=== Exercise task 1 ===
Set down, word for word, the part of the passage on scenario-based flight training that starts with "In researching the" and goes on through "perceive as SBT.".
=== Exercise task 2 ===
In the passage on scenario-based flight training, do these statements agree with the passage? Answer yes or no for each, and quote the deciding words. (a) Diversion scenarios are called Scenario Interjection Training. (b) The FITS SBT Methodology is meant only for pilots who already hold a certificate. (c) The writer divides SBT into four areas.
=== Exercise task 3 ===
Continue the passage on scenario-based flight training from its last sentence onward.

In researching the methodology to become a recognized SME for FITS and being evaluated by the head of the FAA FITS entity, I learned so much about the usage of what we individually perceive as SBT.


I think we can separate SBT into three areas.


In the evaluation of pilot applicants, DPEs/ASIs are tasked with placing/grouping Areas of Operation/Tasks into scenarios to judge the head working skills along with the flying (maneuvers) skills. Also, the PTS requires a diversion (scenario) to address. These diversion type scenarios are called Scenario Interjection Training (SIT). CFIs train applicants to address these scenarios, usually weather or fuel related issues to address decision wise. They are valuable in flight training.


Mission focused entities like the military, S&R, CAP, airlines, 135 operators, utility operators, etc. can use SBT revolving around Line Oriented Flight Training (LOFT) where qualified PICs are exposed to the realities of various missions/scenarios and can make decisions based on the situation/s at hand.


The FITS SBT Methodology is designed to be an ab initio training program continuing through various certificate levels. It revolves around the teaching/instilling of the elements of the three core concepts. It addresses flying skills to the application level(PTS) or beyond and head working skills to the correlation level and graded on every flight. This methodology requires training of CFIs/educators to understand and apply. This is what the Facilitator Course that I offer addresses. It is NOT the same old thing with some new acronyms! Familiarization with the methodology will validate this fact.

=== Recorded data ===
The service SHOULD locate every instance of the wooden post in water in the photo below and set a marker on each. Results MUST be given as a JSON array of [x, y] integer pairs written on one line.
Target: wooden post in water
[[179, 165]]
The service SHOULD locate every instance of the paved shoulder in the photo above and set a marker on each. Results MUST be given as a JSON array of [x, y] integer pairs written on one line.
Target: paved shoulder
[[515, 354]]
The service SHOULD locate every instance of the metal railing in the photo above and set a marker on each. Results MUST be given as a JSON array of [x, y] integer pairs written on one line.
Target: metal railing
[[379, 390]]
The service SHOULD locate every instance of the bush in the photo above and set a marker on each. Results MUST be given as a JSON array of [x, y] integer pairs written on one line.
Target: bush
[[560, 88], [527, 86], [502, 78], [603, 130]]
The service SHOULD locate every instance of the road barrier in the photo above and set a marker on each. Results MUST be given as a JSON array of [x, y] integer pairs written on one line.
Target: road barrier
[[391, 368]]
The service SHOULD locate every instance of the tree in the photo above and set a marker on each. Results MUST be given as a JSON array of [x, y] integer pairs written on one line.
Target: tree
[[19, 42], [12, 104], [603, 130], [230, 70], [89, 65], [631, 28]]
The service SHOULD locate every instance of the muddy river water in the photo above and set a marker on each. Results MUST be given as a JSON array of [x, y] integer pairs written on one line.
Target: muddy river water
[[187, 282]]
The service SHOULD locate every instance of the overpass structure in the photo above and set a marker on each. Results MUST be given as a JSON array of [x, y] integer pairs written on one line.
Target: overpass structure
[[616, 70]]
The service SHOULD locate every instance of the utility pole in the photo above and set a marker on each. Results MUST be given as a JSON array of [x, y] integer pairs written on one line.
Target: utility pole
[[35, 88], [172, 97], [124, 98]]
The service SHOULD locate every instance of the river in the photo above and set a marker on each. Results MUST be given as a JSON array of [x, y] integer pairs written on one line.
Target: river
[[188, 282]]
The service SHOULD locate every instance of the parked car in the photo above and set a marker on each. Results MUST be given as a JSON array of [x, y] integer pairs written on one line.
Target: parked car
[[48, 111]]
---
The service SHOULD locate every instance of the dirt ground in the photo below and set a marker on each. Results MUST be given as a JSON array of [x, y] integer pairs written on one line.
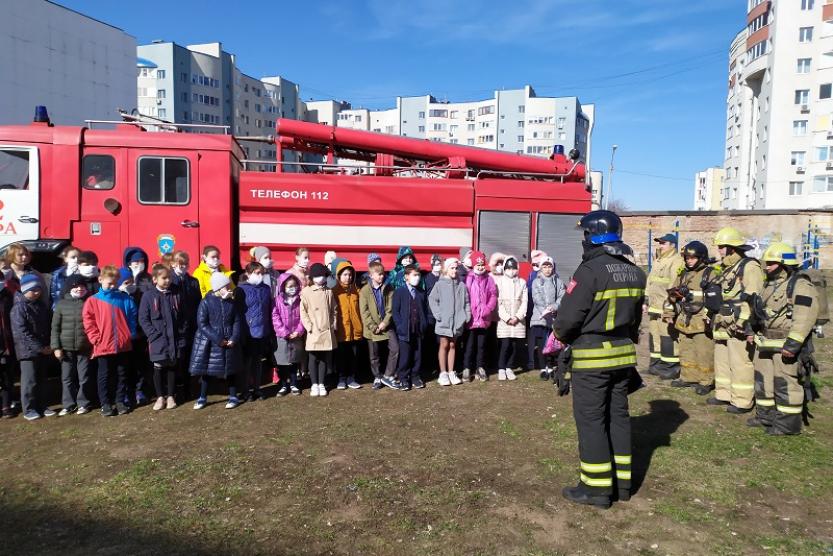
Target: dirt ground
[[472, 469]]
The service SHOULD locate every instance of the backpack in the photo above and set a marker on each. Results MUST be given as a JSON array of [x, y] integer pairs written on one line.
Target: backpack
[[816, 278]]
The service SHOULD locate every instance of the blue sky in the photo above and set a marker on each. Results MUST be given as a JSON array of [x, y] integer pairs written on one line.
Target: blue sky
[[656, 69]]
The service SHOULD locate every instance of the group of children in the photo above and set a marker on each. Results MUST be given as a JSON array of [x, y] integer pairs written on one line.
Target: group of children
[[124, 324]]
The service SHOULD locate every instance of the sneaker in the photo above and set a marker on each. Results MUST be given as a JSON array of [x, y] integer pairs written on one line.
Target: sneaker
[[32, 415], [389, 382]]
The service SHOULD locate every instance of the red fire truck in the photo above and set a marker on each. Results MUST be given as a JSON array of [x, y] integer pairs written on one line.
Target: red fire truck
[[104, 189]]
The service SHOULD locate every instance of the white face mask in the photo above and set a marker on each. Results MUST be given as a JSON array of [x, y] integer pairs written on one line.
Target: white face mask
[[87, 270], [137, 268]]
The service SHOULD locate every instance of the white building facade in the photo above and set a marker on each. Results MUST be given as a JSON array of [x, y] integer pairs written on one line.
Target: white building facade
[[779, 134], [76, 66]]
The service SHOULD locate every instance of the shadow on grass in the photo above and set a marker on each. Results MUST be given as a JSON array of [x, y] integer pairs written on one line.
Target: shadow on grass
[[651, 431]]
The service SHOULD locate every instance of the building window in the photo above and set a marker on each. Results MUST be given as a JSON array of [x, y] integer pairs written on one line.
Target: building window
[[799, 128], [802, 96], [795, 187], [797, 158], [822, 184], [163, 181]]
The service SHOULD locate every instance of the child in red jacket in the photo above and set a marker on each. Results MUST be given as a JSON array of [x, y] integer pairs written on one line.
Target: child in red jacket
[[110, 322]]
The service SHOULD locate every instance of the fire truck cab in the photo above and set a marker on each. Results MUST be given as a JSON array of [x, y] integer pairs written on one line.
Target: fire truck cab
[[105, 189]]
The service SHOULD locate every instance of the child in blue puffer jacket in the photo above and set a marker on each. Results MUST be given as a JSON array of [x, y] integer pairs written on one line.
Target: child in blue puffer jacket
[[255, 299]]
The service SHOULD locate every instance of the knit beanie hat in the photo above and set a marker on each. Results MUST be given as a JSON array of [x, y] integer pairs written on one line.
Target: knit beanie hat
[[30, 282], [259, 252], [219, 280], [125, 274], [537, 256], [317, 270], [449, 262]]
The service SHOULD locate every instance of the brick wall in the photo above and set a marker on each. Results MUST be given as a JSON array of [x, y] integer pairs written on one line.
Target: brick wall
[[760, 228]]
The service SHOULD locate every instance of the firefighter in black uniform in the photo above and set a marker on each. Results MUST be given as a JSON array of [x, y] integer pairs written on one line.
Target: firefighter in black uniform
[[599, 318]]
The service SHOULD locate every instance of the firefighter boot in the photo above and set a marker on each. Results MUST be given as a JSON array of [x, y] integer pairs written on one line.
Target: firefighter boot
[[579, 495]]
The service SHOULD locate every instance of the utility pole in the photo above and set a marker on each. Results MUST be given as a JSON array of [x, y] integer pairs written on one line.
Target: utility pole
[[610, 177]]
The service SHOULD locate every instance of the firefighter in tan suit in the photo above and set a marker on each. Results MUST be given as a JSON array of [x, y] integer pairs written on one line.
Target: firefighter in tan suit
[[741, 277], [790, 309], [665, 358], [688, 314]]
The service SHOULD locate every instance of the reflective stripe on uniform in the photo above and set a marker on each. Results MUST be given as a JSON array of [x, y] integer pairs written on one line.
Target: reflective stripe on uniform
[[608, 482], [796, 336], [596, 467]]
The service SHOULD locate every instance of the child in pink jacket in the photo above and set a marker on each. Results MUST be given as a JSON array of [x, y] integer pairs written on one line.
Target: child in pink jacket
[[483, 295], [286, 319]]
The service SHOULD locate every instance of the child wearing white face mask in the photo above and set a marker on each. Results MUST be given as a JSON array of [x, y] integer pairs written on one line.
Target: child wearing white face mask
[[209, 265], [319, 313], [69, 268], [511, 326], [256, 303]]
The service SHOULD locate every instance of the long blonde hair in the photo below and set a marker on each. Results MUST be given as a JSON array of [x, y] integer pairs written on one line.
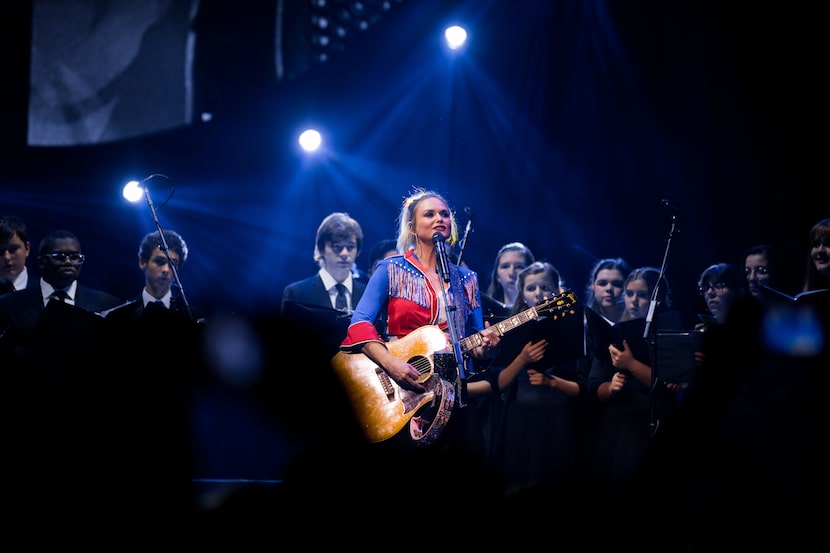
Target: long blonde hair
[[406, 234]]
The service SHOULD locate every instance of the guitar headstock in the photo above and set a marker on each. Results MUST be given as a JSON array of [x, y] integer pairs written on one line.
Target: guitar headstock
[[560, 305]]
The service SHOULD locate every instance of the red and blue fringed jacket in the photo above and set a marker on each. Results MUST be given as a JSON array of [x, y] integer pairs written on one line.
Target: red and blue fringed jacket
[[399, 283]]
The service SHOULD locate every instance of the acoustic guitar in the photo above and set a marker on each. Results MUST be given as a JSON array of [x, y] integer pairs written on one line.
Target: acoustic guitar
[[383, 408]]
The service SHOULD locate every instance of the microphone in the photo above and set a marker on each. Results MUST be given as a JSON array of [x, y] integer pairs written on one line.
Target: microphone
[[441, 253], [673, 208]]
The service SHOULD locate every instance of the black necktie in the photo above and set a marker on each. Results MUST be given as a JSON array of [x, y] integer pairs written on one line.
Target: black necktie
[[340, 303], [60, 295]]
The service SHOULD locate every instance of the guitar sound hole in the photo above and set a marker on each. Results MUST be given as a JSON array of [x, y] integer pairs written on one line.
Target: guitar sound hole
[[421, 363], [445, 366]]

=== Result 1 ===
In researching the methodology to become a recognized SME for FITS and being evaluated by the head of the FAA FITS entity, I learned so much about the usage of what we individually perceive as SBT.

=== Result 2 ===
(a) Yes: "These diversion type scenarios are called Scenario Interjection Training (SIT)."
(b) No: "The FITS SBT Methodology is designed to be an ab initio training program continuing through various certificate levels."
(c) No: "I think we can separate SBT into three areas."

=== Result 3 ===
A link to my web site with a brief description of the FITS SBT Methodology is here:





There is a Power Point presentation I can offer that is "Wings" approved and also in the TCO of a FIRC. Anyone interested in the PP can request it via e-mail. (on the web site). I have offered this here on VR in the past.


On another note, I do not claim to have invented anything, especially not SBT! I did see the need for a course to educated flight school owners, administrators, college professors, CFIs, etc. and created one. There are now 106 qualified FITS SBT Facilitators. This includes 3 DPEs.


I do not try to bring FITS SBT to flight schools. Flight schools must approach me with a total buy in/revamp of curriculums mentality.


The Methodology is working as shown with feedback from the field and it is also gaining recognition & respect from operators.


I hope this post clarifies the differences in what SBT means to us. FITS SBT is not about me but rather about accident reduction with the production of pilots that have both flying skill sets and Higher Order Thinking Skill sets. (HOTS)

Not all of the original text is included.